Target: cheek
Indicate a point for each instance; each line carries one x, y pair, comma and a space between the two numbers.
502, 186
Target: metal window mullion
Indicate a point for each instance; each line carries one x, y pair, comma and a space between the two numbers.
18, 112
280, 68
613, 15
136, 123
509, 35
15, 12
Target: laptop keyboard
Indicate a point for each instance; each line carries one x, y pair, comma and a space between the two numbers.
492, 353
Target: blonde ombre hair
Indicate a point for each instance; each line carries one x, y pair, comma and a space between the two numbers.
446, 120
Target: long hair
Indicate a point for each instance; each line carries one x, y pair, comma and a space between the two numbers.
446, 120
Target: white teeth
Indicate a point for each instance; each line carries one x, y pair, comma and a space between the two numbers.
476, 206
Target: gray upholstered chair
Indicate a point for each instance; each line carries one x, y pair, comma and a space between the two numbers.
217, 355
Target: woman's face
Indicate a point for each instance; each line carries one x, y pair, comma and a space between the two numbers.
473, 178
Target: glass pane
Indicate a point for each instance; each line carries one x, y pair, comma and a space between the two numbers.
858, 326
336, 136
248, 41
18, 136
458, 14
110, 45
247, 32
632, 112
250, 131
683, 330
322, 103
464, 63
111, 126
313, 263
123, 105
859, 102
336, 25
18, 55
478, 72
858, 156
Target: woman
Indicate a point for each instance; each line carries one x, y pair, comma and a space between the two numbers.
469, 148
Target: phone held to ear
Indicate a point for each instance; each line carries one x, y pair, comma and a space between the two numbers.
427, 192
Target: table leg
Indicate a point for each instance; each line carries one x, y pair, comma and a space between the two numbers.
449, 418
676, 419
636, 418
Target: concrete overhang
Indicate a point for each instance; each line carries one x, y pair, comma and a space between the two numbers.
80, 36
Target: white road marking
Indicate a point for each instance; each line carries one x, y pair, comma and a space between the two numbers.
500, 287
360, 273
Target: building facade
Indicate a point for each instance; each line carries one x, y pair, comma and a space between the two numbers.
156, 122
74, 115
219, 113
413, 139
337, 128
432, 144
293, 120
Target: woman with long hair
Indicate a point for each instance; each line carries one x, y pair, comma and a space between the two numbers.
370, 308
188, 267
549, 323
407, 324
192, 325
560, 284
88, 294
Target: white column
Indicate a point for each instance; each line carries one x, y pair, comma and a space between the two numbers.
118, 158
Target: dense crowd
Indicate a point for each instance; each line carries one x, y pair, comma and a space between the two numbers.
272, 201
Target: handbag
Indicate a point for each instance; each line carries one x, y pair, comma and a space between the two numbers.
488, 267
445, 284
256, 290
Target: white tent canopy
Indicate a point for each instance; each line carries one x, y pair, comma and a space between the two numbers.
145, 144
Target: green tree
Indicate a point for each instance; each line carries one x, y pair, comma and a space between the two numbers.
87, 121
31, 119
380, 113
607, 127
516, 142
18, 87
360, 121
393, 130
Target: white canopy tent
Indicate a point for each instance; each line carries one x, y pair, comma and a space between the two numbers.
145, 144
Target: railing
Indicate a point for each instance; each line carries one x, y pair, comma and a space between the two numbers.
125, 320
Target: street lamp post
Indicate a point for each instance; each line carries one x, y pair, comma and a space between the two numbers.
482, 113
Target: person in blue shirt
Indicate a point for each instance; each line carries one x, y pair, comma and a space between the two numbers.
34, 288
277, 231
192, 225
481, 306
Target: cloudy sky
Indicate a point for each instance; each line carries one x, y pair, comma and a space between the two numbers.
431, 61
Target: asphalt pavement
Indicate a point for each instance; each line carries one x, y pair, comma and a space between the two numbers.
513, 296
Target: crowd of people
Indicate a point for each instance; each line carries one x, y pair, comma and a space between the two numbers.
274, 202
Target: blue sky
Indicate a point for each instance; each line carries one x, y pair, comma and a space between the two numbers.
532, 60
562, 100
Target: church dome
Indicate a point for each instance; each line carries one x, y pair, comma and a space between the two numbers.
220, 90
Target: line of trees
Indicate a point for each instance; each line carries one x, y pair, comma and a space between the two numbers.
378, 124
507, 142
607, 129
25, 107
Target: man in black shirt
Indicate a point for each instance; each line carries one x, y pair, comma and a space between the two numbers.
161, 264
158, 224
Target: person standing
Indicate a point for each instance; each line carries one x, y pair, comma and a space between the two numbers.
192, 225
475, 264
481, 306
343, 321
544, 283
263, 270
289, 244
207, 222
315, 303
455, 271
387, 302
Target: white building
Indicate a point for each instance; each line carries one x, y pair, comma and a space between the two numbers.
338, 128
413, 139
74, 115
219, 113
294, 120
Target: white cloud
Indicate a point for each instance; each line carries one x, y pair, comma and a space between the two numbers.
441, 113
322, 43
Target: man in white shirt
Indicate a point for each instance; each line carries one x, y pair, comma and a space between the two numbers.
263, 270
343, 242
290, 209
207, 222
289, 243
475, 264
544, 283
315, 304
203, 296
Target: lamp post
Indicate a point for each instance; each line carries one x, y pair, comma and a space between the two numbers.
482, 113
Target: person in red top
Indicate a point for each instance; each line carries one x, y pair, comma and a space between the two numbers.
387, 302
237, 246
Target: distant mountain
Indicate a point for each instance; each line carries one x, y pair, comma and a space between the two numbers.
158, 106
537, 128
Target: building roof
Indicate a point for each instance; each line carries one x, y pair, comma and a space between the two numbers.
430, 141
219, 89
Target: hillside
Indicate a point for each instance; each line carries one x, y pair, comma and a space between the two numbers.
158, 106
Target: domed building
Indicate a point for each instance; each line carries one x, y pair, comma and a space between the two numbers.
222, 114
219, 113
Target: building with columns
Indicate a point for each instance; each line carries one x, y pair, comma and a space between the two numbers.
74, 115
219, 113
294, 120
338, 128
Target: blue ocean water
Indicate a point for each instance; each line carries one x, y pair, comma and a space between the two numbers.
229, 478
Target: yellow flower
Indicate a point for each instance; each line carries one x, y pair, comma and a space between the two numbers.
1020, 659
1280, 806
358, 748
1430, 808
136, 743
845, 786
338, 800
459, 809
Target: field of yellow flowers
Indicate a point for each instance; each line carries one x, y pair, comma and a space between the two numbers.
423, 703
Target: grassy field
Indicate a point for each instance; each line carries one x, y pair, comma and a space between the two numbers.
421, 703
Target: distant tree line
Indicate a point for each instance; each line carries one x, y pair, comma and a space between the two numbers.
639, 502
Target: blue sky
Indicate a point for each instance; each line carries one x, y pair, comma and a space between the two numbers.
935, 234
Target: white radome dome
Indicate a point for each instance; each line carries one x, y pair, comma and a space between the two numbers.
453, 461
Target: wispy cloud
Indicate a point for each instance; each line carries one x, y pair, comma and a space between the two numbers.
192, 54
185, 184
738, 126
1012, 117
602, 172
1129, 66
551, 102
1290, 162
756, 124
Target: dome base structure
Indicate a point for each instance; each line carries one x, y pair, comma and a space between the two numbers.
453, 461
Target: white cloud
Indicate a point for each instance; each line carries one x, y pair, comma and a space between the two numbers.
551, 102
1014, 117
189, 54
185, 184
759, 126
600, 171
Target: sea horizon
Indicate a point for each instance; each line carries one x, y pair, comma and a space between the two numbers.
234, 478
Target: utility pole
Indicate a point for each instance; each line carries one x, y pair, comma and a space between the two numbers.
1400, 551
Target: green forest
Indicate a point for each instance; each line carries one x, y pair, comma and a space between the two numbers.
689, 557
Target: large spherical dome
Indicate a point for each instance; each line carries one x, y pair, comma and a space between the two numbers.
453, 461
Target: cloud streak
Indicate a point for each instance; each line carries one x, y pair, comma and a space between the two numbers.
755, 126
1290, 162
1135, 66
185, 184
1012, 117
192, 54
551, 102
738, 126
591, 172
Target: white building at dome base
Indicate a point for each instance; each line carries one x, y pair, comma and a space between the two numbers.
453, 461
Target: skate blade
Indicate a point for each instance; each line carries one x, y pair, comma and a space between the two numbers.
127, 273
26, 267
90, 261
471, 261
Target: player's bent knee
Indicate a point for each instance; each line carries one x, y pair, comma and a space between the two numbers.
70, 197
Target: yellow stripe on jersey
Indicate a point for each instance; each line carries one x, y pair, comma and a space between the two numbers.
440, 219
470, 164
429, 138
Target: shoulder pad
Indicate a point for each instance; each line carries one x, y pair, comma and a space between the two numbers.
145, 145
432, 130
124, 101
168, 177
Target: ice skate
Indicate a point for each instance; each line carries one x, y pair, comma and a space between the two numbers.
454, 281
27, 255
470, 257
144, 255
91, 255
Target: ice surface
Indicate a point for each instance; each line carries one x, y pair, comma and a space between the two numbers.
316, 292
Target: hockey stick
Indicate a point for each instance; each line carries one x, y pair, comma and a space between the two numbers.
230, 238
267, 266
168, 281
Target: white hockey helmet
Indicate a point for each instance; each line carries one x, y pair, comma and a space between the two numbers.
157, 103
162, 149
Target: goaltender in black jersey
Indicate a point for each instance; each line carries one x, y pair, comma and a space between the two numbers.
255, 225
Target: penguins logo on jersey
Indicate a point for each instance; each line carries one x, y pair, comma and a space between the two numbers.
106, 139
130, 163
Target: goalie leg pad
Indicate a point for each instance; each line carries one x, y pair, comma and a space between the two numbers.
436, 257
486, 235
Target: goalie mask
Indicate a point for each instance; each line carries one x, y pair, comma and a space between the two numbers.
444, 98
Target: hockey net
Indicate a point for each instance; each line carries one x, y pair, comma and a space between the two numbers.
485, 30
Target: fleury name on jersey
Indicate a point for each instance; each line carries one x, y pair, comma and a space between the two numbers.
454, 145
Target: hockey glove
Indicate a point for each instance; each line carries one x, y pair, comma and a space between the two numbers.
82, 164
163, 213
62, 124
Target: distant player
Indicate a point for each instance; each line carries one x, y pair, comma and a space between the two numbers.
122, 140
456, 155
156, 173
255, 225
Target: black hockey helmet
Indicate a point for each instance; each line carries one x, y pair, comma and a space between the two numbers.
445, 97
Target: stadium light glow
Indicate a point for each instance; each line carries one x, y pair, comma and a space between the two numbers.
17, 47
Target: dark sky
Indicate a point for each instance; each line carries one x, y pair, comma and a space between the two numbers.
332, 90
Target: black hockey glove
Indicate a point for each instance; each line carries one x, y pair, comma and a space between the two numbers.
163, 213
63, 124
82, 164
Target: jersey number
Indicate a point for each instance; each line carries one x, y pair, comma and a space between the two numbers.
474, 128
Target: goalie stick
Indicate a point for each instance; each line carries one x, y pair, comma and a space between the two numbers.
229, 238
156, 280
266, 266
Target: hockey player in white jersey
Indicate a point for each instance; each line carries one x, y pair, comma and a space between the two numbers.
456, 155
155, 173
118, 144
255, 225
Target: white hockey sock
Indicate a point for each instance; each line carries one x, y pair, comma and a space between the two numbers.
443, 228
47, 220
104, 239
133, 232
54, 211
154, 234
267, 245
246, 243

» TASK DESCRIPTION
Keep only the lines from the one containing "Target: fleury name on jersey" to the end of the entries, and repeat them exactly.

» EXPECTED OUTPUT
Target: fleury name on jersey
Indicate a point for each instance; each line carries one x, y pair, comma and a space between the two numbers.
454, 145
Target: hockey glove
Indicate a point for each instance; each line carries one x, y pair, comma and a space between the two numbers.
82, 164
163, 213
62, 124
Target: distant player
Indicate a point for each instance; each line carries one x, y pair, comma and a space between the two numbers.
122, 140
456, 155
156, 173
255, 225
Target: black hockey helmet
Indicate a point for each instance; each line carries one x, y pair, comma and a space between the two numbers.
445, 97
Target: stadium light glow
Indicate a point for each instance; each line carries one x, y pair, comma and a space between the two numbers.
17, 47
Target: dark sky
Indicate a point for each instance; each line carries one x, y pair, comma and a space between the two numbers.
332, 90
Target: black hockey glove
Indicate a point for each instance; each line carries one x, y pair, comma and a space between the two numbers.
163, 213
63, 124
82, 164
Target: jersey number
Indicate a point for each instance; each line carries one x, y pair, comma and a space between the two numbers.
474, 128
Target: goalie stick
Indicate a point for each instance; each line carries one x, y pair, comma and a space between the two numbers.
229, 238
156, 280
266, 266
Target: hockey player in white jersey
Indicate a point for each instance; each line carries one x, y pair, comma and a space between the two numbers.
456, 155
155, 173
118, 144
255, 225
Target: white hockey sock
Indicate a point for each instance; each line carries one x, y pair, comma and a space between the two numbers.
443, 228
47, 220
104, 239
133, 232
54, 211
154, 234
267, 245
246, 243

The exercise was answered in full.